● **TASK BRIEF**:
Write out the complete passage on Einstein and the peak of brainpower word for word.

● **TEXT UNDER STUDY**:
============
Albert Einstein comes near the top of any list of famously clever people, even 60 years after his death. His face is likewise instantly recognisable: the unruly white hair and grey moustache have adorned countless t-shirts, posters and popular science articles about the nature of genius. Fewer would recognise a photograph of the 26-year-old Einstein, at his remarkable peak of scientific productivity.
At that age, in 1905, he produced four groundbreaking papers on physics, all making crucial, independent contributions to the scientific revolutions of the twentieth century. These findings ultimately shaped the technology of our modern world, from solar and nuclear power to mobile computing and satellite navigation.
Einstein’s youthful brilliance was exceptional, but it is generally true that brainpower peaks in early adulthood. In particular, fluid intelligence – problem solving, adaptability and learning power – declines gradually from our twenties onwards.
============
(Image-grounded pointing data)
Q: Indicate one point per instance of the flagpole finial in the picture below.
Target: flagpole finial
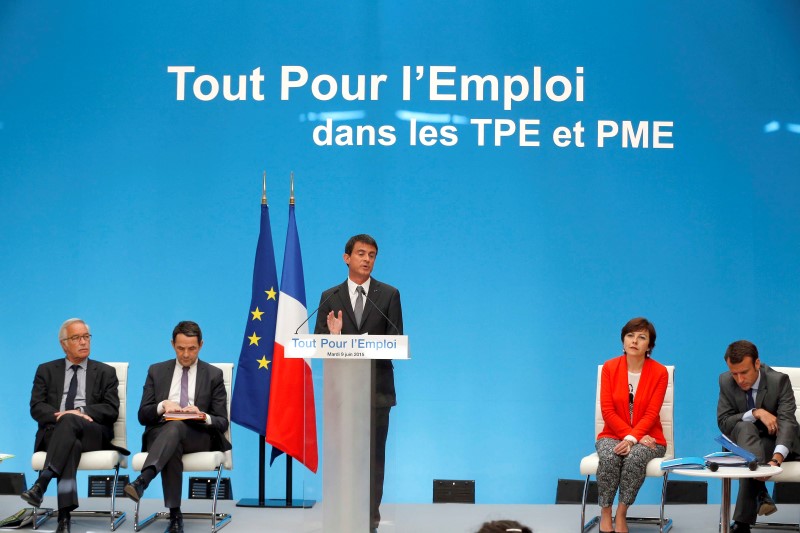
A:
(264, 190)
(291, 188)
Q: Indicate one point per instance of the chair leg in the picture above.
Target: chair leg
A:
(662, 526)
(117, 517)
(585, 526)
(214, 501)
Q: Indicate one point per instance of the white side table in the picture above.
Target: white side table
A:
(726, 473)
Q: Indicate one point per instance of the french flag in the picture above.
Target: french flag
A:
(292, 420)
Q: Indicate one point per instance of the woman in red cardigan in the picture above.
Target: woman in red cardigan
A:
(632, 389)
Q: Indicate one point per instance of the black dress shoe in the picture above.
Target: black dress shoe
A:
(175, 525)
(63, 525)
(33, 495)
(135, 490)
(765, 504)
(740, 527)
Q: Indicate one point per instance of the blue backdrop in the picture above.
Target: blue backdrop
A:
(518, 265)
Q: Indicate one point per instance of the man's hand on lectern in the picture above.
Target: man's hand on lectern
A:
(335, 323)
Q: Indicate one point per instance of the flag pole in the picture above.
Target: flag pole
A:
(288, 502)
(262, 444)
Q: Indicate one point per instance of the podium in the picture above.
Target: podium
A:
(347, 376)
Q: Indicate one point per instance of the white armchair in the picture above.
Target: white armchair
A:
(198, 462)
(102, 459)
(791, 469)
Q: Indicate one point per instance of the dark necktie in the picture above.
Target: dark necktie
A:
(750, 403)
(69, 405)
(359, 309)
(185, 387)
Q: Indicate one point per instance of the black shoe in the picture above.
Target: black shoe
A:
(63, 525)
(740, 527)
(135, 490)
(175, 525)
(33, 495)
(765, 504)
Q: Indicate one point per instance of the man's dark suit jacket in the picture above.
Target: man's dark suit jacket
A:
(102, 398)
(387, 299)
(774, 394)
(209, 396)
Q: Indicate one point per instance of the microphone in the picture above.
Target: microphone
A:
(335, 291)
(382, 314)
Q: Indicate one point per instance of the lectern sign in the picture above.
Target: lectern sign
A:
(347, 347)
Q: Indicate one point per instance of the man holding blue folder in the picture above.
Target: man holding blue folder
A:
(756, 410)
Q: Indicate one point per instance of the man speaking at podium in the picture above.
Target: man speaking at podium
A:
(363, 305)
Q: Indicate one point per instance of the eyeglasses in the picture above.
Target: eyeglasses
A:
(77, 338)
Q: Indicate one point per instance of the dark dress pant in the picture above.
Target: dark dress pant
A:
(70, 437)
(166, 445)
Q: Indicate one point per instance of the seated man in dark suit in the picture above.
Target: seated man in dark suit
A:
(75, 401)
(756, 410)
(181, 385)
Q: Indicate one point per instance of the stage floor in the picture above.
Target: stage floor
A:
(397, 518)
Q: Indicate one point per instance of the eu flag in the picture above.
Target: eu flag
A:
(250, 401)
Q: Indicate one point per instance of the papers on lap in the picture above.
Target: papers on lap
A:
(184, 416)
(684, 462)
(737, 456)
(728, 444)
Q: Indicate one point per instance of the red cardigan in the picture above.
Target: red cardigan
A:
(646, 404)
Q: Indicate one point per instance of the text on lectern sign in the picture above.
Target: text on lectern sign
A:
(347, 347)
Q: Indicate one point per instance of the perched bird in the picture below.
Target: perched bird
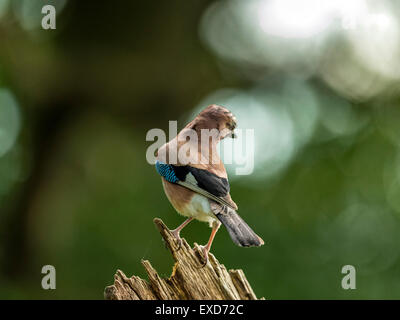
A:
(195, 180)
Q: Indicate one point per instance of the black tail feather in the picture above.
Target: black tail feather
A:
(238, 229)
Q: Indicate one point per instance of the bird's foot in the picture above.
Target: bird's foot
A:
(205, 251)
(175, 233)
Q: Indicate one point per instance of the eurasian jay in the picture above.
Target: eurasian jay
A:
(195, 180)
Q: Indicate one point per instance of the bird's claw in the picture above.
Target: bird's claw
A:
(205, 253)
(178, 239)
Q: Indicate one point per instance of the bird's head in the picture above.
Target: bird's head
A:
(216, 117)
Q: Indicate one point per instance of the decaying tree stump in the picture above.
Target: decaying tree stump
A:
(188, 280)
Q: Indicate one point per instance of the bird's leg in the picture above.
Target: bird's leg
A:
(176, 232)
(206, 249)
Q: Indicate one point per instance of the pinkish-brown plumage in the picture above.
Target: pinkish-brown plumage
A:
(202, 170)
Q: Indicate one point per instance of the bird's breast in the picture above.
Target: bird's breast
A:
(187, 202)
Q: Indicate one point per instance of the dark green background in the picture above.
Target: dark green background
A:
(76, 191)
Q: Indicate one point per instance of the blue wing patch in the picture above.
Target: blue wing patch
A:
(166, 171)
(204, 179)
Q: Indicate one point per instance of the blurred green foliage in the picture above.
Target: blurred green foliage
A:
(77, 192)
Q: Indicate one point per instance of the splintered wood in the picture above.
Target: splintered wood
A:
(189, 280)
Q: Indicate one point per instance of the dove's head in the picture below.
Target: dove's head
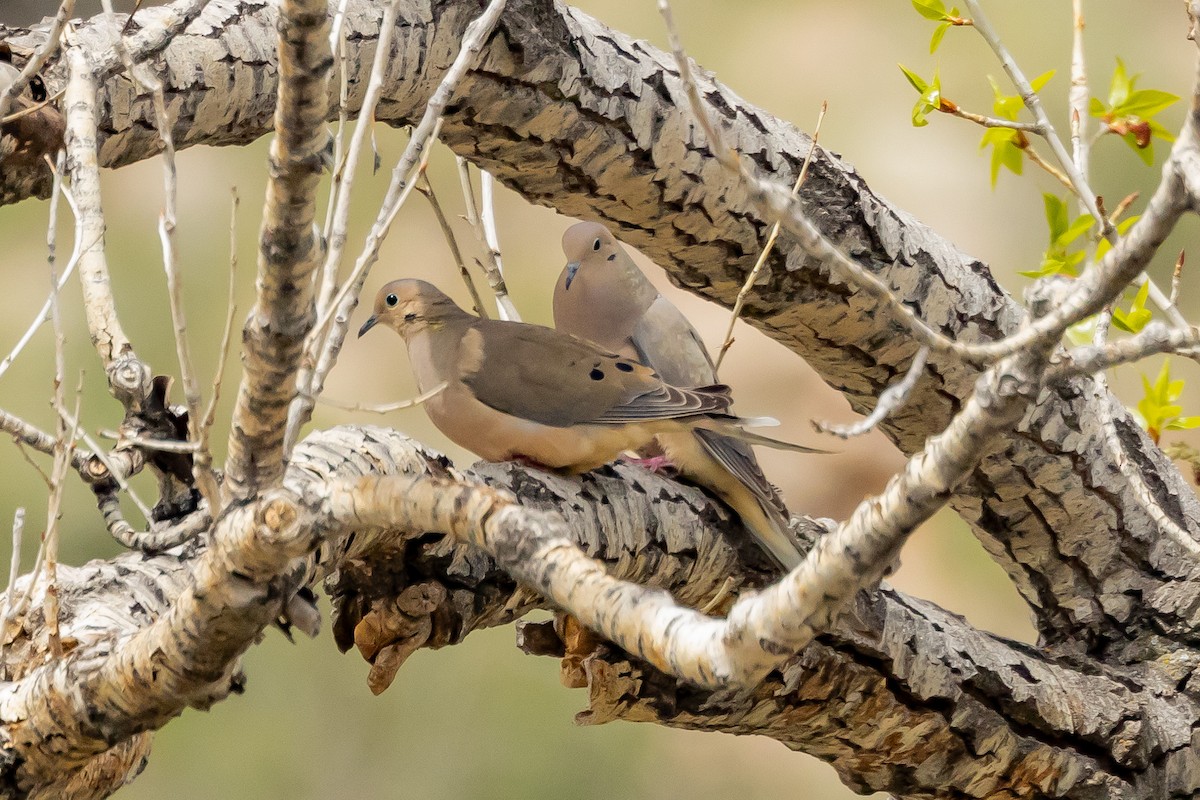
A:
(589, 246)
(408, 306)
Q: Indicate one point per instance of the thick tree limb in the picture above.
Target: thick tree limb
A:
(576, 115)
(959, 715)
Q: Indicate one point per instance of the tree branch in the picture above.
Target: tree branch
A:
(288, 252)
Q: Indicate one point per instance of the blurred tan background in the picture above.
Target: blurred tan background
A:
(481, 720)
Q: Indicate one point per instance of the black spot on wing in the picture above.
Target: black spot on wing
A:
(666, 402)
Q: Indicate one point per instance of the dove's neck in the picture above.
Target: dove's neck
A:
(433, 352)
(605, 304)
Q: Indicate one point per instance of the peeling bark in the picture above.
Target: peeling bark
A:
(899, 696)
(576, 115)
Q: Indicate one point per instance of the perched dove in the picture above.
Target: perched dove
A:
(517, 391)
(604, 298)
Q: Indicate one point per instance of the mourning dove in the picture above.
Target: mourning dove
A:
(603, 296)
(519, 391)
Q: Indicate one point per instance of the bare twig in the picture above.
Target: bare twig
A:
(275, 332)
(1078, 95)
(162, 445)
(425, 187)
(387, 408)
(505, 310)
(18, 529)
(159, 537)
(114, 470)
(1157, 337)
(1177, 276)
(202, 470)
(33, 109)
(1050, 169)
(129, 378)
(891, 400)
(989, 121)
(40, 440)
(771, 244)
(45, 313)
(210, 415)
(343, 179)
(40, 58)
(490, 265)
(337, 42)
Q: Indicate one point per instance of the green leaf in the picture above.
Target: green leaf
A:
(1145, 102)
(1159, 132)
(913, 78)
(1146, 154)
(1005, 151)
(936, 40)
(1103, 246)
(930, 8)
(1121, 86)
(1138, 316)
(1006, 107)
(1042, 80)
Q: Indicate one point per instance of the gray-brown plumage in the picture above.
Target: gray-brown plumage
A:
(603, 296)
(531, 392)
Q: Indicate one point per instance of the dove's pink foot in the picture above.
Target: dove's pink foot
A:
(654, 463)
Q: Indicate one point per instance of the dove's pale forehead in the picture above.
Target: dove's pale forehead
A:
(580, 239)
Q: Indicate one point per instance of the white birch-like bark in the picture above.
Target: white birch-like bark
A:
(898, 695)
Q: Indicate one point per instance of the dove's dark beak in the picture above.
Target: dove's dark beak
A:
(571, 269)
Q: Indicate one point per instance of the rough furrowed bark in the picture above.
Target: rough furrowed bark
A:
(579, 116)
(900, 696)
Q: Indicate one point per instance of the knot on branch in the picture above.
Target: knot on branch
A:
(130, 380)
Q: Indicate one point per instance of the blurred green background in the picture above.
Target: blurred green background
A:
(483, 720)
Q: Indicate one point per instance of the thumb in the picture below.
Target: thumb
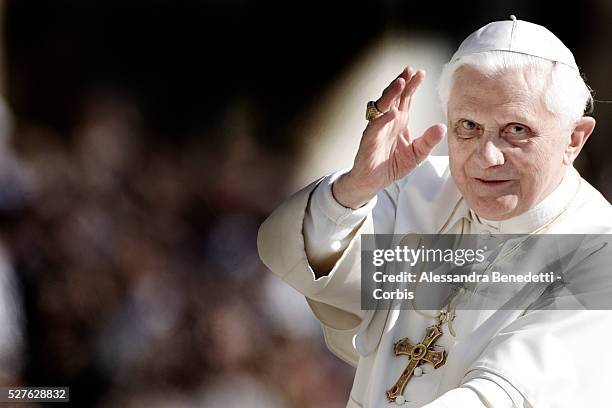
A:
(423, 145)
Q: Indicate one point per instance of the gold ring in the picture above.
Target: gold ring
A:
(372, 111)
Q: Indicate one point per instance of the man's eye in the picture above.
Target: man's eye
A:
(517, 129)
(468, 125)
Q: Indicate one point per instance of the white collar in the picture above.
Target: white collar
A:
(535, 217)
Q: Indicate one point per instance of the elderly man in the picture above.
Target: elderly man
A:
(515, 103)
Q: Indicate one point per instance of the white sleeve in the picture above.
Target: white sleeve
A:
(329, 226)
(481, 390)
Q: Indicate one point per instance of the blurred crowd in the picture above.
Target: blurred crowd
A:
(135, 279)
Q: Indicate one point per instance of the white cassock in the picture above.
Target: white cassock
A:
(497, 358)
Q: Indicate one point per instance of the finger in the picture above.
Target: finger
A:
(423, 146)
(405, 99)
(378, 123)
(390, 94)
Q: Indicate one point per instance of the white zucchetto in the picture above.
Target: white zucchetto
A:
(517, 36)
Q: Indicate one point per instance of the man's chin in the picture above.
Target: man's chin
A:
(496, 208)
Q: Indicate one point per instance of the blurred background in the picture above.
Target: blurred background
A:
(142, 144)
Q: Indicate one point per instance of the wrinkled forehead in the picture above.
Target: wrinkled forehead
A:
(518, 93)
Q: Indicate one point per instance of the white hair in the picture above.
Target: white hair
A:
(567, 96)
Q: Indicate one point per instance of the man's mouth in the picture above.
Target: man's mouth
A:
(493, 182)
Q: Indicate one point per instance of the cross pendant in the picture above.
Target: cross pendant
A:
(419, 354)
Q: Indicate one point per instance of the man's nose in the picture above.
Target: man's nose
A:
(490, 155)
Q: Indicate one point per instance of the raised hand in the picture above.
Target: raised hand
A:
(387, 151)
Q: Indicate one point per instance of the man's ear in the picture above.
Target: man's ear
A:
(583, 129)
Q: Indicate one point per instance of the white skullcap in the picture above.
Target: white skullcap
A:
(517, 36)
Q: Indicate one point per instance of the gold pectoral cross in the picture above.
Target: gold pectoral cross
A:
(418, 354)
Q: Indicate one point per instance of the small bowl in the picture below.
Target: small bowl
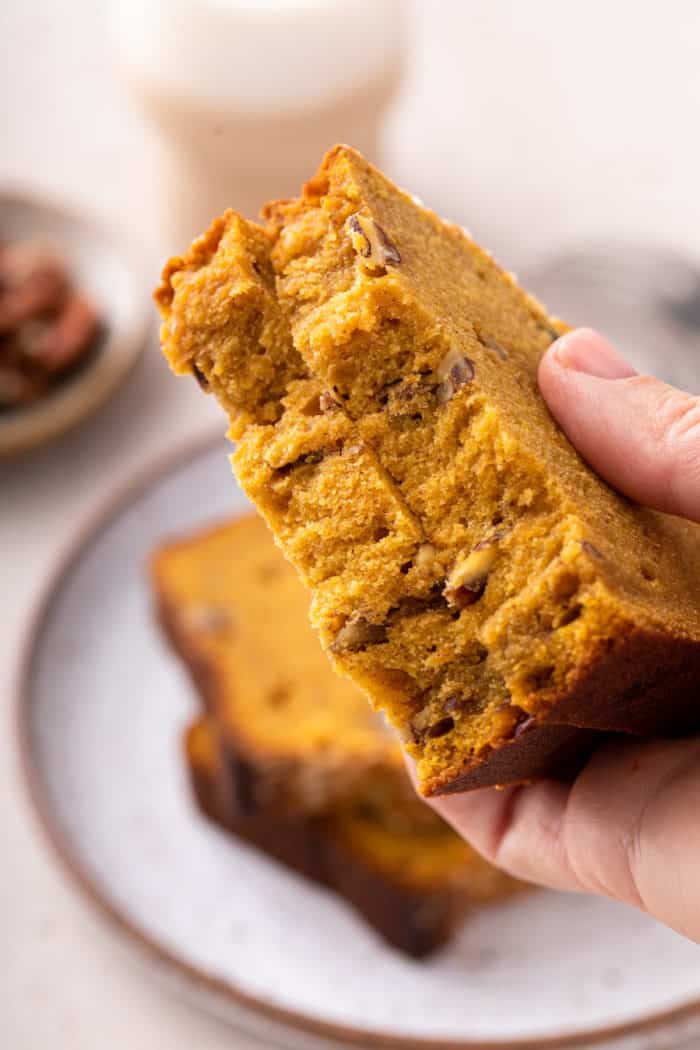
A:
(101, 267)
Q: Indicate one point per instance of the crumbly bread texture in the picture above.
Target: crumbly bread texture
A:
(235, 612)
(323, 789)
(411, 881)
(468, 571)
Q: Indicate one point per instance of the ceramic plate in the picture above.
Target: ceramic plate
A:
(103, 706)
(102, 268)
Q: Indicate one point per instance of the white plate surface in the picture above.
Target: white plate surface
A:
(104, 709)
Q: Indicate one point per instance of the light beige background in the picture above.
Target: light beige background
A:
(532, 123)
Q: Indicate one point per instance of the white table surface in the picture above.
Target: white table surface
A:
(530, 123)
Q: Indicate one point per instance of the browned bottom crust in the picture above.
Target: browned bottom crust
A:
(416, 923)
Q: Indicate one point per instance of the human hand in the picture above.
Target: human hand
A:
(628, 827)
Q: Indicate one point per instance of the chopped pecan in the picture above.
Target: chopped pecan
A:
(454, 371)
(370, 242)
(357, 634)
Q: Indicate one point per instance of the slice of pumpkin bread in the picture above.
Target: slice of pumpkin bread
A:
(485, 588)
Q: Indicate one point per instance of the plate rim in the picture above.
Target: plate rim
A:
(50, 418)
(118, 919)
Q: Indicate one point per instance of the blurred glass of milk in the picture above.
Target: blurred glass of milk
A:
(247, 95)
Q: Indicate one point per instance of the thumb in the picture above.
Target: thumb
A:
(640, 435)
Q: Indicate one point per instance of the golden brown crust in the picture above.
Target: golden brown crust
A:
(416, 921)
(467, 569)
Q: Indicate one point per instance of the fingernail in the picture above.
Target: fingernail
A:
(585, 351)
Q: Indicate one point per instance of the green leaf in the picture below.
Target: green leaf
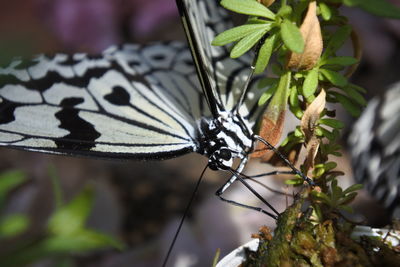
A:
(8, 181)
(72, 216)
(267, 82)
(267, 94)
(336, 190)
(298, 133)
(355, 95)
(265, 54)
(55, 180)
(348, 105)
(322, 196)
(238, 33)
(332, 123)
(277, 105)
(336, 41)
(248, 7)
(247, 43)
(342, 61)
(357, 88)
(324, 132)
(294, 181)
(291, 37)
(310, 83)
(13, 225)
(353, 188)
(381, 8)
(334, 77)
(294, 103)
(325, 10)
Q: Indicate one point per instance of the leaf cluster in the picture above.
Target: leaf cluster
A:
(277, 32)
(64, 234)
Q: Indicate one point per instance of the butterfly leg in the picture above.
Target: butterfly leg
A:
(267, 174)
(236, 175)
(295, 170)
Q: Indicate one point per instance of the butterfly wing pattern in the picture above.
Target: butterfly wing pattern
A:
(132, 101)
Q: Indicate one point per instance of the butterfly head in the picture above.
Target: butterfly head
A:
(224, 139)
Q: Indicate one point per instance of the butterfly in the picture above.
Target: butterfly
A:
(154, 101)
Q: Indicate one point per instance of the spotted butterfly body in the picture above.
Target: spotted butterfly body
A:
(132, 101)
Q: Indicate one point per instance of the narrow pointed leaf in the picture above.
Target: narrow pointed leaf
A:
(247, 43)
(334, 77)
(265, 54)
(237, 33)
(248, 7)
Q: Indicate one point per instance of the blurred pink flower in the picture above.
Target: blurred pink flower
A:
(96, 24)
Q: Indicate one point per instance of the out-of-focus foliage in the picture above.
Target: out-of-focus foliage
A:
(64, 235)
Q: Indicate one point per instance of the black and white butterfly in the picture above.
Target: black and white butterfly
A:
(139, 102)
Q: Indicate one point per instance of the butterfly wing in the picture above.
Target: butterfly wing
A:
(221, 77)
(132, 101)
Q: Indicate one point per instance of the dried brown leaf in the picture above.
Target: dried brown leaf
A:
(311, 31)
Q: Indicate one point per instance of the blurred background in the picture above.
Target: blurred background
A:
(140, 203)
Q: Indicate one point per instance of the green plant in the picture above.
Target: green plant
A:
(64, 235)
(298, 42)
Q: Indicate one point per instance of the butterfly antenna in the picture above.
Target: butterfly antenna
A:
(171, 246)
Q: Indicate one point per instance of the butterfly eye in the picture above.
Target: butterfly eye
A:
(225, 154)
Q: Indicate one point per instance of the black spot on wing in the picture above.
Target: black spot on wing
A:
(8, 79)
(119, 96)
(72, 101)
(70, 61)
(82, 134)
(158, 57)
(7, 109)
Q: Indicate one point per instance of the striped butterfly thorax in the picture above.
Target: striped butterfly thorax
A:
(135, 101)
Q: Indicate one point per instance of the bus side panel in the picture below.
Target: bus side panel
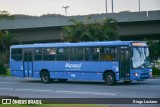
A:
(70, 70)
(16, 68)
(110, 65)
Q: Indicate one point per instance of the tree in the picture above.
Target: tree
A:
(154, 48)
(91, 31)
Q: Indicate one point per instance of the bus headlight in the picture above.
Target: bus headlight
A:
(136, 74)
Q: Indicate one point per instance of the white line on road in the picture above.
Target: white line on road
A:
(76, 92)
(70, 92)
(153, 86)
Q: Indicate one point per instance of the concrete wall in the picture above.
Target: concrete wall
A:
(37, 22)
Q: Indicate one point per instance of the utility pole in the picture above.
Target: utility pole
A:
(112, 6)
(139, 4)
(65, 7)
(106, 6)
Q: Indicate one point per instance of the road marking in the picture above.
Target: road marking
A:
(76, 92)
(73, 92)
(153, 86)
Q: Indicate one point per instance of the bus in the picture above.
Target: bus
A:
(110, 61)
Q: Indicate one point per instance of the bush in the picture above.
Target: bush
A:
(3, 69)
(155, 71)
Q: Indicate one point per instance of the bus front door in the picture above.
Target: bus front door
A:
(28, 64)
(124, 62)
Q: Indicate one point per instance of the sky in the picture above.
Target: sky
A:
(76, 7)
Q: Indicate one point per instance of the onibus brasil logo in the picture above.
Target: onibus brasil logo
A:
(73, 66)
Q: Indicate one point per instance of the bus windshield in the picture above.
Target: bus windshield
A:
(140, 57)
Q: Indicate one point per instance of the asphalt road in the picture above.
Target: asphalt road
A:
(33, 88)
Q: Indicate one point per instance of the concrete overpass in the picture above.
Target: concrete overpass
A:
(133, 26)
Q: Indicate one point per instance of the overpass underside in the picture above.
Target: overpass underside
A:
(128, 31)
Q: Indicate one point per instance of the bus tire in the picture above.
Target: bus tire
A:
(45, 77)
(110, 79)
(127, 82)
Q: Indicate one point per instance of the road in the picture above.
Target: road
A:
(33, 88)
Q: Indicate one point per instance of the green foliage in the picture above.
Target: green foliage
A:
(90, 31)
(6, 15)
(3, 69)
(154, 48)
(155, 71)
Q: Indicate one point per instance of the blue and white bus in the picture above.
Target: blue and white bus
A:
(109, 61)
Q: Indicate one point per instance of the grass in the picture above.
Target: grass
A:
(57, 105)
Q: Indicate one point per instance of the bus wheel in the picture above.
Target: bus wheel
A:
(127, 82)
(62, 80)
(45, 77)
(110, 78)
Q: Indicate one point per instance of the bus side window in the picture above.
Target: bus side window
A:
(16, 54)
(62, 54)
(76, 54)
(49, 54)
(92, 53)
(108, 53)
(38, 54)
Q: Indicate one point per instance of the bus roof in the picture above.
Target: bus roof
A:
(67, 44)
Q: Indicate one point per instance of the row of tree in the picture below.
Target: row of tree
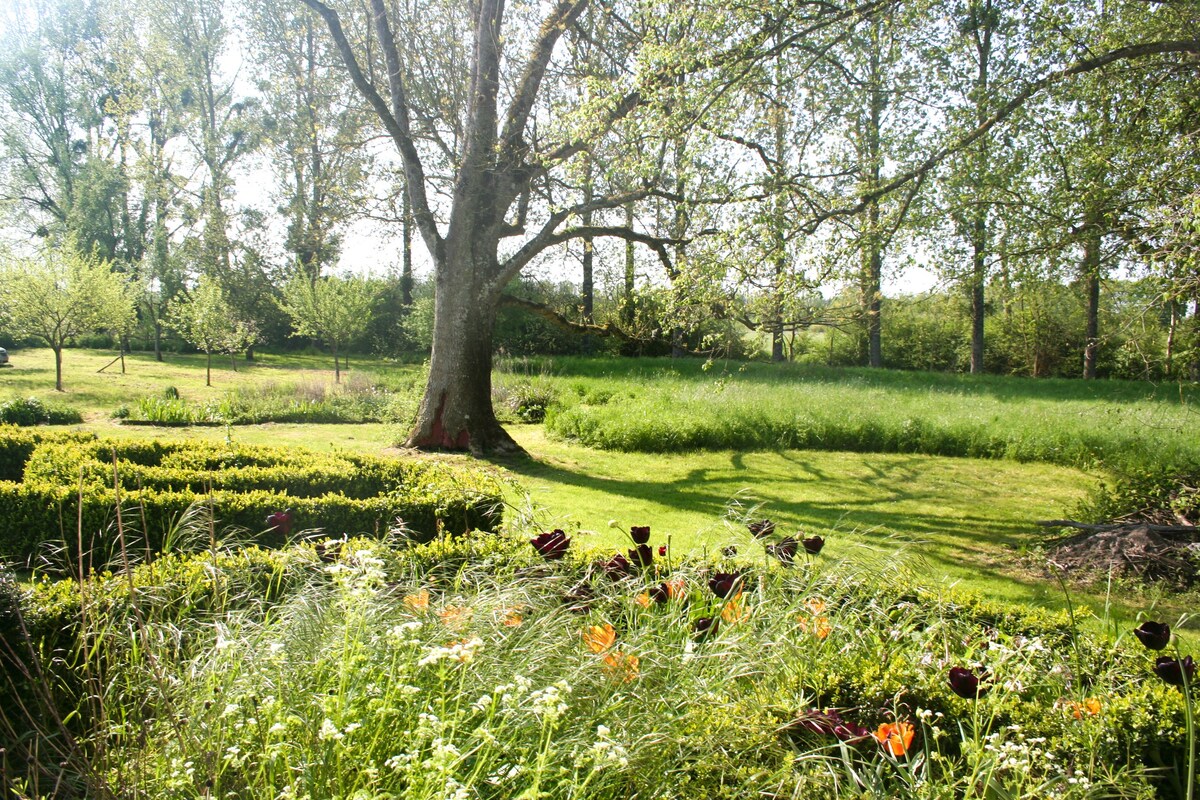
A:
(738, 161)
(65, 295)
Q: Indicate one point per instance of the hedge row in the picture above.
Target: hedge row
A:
============
● **RESPONSE TO THIS EXERCISE**:
Albert Einstein comes near the top of any list of famously clever people, even 60 years after his death. His face is likewise instantly recognisable: the unruly white hair and grey moustache have adorned countless t-shirts, posters and popular science articles about the nature of genius. Fewer would recognise a photograph of the 26-year-old Einstein, at his remarkable peak of scientific productivity.
At that age, in 1905, he produced four groundbreaking papers on physics, all making crucial, independent contributions to the scientific revolutions of the twentieth century. These findings ultimately shaped the technology of our modern world, from solar and nuclear power to mobile computing and satellite navigation.
Einstein’s youthful brilliance was exceptional, but it is generally true that brainpower peaks in early adulthood. In particular, fluid intelligence – problem solving, adaptability and learning power – declines gradually from our twenties onwards.